> PROBLEM:
Can you add 61 to each coordinate and write out every line again, starting with the line that contains "phrase -- man in white shirt" and going on through the end of the entries? Keep all other text on those lines as it stands.

━━ RECORDS PROVIDED

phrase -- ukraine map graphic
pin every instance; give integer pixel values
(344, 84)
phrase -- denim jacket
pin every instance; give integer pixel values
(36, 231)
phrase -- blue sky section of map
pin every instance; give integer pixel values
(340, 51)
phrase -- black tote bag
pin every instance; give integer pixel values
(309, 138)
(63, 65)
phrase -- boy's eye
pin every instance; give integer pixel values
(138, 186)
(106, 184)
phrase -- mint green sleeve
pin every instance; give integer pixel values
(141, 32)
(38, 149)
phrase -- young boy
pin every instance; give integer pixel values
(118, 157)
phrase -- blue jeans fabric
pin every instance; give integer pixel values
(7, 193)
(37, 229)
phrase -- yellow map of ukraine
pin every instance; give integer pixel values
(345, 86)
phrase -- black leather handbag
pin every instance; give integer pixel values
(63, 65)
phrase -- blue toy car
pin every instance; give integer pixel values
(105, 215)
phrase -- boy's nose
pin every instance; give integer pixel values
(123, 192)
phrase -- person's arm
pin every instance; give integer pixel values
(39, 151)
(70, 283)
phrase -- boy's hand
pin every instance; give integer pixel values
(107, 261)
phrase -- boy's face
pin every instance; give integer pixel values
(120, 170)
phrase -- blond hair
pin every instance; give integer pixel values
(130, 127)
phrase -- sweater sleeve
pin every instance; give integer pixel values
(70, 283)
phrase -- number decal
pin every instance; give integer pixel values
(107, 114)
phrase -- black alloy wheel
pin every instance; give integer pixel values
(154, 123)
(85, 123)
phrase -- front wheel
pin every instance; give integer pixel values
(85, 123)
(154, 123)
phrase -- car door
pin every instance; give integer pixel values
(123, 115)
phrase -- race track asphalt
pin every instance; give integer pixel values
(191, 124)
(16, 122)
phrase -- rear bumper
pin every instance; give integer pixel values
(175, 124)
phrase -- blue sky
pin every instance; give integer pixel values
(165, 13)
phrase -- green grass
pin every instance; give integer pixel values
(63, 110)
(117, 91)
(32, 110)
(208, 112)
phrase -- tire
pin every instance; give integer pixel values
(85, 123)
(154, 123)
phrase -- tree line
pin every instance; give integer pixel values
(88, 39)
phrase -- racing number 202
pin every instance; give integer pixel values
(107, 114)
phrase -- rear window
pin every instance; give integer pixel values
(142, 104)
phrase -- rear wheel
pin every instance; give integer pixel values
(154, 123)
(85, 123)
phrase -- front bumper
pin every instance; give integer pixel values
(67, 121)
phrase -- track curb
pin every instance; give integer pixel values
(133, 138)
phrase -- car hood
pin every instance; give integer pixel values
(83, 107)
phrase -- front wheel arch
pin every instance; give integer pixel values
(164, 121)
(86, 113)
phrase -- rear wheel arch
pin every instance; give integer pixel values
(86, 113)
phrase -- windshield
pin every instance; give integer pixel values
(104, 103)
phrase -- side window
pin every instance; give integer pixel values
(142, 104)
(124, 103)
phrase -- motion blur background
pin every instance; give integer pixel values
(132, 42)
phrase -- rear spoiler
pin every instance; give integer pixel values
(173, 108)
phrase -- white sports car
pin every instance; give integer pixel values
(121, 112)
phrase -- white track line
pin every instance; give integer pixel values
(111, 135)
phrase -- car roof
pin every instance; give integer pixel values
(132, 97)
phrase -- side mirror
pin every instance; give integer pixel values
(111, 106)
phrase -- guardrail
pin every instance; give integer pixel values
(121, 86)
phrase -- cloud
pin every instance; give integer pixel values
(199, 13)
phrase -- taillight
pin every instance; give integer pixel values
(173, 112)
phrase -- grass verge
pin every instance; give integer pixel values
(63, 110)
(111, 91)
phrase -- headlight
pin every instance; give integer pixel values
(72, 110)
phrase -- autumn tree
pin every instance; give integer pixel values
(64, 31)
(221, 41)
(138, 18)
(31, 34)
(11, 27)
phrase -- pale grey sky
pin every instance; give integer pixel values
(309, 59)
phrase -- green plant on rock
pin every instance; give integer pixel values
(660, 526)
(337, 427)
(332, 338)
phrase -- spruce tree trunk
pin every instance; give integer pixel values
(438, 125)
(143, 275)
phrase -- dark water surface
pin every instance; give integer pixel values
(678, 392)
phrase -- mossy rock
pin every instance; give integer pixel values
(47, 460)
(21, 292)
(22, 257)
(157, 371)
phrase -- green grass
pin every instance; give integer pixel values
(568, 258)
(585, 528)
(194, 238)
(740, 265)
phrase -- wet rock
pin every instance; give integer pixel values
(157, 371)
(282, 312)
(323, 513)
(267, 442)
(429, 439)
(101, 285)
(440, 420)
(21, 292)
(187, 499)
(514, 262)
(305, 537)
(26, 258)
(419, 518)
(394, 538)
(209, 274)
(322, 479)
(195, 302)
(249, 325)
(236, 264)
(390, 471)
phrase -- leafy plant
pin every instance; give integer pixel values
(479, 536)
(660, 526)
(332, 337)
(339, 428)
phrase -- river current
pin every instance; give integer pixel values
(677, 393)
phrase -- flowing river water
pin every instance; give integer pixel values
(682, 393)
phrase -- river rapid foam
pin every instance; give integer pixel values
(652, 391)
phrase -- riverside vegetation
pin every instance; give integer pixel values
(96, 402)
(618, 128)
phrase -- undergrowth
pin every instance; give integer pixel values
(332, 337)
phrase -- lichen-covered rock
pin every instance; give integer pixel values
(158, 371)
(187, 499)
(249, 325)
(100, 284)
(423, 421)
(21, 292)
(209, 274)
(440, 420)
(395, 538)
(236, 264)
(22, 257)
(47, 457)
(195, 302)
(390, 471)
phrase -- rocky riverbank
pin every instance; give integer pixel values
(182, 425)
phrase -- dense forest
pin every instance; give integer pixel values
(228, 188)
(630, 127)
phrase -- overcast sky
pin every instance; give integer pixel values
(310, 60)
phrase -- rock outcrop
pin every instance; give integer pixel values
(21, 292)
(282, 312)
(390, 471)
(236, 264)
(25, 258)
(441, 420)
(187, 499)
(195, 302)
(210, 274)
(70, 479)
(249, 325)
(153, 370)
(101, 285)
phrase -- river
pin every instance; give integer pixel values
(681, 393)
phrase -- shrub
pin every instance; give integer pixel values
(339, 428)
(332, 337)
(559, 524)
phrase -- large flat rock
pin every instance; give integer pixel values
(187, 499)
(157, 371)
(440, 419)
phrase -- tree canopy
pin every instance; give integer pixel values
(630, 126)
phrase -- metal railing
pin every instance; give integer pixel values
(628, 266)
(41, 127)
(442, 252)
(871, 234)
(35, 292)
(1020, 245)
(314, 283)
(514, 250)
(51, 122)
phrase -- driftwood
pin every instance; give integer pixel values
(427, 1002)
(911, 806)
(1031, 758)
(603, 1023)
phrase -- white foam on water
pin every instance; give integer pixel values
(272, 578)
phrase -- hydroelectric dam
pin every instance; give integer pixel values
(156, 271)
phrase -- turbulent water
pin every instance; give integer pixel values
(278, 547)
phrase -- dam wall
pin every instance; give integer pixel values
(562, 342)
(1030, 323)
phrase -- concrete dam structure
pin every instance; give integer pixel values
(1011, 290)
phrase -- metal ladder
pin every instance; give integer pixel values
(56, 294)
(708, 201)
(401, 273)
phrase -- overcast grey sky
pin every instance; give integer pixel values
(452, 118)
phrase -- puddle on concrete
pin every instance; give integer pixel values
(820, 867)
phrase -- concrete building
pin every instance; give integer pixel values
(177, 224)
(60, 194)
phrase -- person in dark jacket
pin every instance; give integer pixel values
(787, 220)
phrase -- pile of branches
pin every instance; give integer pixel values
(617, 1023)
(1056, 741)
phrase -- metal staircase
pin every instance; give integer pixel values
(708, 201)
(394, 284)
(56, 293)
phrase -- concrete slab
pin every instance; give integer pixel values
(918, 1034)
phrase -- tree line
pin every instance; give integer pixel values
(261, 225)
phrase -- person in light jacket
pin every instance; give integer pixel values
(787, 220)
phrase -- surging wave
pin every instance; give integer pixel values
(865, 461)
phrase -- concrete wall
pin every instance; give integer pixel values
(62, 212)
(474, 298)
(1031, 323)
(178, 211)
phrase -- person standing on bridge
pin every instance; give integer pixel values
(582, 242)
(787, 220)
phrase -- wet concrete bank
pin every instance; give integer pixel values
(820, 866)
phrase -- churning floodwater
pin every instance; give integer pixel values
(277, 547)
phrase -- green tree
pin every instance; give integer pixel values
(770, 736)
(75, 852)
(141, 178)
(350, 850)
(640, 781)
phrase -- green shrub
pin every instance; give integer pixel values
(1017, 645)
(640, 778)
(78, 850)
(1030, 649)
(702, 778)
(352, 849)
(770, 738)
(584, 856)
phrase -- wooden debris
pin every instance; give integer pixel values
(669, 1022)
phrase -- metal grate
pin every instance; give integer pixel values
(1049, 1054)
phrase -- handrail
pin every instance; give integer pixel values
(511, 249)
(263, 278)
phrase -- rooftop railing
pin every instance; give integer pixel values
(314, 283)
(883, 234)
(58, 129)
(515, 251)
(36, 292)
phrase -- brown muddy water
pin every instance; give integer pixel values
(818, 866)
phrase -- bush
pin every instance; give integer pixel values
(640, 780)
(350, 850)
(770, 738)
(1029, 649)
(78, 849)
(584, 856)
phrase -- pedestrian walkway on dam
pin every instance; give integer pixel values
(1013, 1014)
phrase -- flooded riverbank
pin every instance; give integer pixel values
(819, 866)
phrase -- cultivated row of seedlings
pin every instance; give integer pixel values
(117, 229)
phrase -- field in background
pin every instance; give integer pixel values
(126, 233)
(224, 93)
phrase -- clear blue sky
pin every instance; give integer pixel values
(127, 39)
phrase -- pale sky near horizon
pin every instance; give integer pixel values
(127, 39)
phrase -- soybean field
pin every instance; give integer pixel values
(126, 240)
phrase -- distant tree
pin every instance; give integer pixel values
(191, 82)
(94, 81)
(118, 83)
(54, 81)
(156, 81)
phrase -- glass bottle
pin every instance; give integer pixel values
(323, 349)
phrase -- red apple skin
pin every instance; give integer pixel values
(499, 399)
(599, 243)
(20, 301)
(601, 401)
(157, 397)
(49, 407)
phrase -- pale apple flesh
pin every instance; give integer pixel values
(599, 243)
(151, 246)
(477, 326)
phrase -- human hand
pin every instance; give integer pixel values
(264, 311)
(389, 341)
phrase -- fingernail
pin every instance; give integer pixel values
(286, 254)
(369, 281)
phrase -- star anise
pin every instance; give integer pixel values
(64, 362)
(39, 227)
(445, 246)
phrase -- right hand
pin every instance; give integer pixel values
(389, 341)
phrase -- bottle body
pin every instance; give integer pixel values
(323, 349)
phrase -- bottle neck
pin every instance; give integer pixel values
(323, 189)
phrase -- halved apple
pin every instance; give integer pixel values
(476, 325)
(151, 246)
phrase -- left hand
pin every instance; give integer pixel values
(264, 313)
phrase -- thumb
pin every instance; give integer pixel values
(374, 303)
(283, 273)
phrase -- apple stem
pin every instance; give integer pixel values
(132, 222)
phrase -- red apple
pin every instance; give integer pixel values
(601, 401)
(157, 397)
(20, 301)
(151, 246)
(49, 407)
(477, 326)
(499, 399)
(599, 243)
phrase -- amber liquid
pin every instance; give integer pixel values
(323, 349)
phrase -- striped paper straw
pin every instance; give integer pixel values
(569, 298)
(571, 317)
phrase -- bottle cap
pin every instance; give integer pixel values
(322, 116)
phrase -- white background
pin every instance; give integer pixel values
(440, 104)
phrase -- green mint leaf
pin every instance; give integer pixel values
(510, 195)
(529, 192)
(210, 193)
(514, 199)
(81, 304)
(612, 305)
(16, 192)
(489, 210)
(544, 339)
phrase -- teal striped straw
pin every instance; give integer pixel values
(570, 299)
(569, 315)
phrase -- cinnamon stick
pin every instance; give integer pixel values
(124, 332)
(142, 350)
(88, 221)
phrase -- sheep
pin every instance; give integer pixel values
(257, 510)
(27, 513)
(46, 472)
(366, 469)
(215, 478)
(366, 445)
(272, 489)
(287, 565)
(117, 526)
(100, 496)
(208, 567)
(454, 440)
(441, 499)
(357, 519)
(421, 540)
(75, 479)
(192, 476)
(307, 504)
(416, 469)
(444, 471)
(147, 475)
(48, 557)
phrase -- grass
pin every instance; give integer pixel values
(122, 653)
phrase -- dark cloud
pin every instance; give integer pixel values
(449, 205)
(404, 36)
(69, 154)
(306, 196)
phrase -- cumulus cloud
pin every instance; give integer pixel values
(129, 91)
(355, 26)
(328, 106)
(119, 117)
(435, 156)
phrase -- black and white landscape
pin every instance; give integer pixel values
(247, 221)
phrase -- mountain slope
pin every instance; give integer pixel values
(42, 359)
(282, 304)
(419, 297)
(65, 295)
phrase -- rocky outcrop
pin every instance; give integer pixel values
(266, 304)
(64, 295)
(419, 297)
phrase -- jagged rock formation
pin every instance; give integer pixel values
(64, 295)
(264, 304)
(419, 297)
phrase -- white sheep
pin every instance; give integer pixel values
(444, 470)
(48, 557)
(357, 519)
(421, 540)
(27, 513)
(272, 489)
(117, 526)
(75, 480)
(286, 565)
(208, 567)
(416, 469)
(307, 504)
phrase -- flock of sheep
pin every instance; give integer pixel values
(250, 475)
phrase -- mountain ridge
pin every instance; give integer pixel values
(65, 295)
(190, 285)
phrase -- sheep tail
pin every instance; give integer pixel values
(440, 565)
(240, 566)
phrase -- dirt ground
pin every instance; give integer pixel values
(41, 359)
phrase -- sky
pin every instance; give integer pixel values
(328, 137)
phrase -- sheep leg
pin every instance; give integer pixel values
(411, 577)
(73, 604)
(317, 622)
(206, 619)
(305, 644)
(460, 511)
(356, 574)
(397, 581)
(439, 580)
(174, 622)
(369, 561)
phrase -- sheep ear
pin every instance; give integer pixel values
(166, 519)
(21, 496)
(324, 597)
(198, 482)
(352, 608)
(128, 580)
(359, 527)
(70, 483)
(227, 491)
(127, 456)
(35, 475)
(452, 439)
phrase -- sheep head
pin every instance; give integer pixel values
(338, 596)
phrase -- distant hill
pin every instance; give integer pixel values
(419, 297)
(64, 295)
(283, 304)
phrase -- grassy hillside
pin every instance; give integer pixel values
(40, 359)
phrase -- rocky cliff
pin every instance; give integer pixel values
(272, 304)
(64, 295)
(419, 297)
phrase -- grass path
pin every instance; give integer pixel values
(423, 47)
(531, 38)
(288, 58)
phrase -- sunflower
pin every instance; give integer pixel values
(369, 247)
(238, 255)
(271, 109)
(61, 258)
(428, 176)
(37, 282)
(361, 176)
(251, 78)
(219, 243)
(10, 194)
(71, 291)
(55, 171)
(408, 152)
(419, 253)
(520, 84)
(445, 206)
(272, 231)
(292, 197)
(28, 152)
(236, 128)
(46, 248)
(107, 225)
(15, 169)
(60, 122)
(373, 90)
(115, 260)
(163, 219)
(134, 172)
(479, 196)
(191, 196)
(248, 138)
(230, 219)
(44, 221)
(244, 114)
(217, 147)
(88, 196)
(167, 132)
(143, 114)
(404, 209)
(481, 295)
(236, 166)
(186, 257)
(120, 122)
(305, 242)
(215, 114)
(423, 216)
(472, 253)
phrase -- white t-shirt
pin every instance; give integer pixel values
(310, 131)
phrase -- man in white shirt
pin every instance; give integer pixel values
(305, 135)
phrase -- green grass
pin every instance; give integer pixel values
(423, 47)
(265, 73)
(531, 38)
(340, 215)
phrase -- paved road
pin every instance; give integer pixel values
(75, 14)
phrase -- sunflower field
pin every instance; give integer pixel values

━━━━

> SOLUTION FOR THIS PROBLEM:
phrase -- man in white shirt
pin every instance; give integer pixel values
(366, 196)
phrase -- green grass
pin every instance; give integer pixel values
(484, 108)
(326, 134)
(592, 99)
(401, 276)
phrase -- paved road
pin every instance; give integer pixel values
(136, 75)
phrase -- sunflower field
pin every instance; give integer pixel values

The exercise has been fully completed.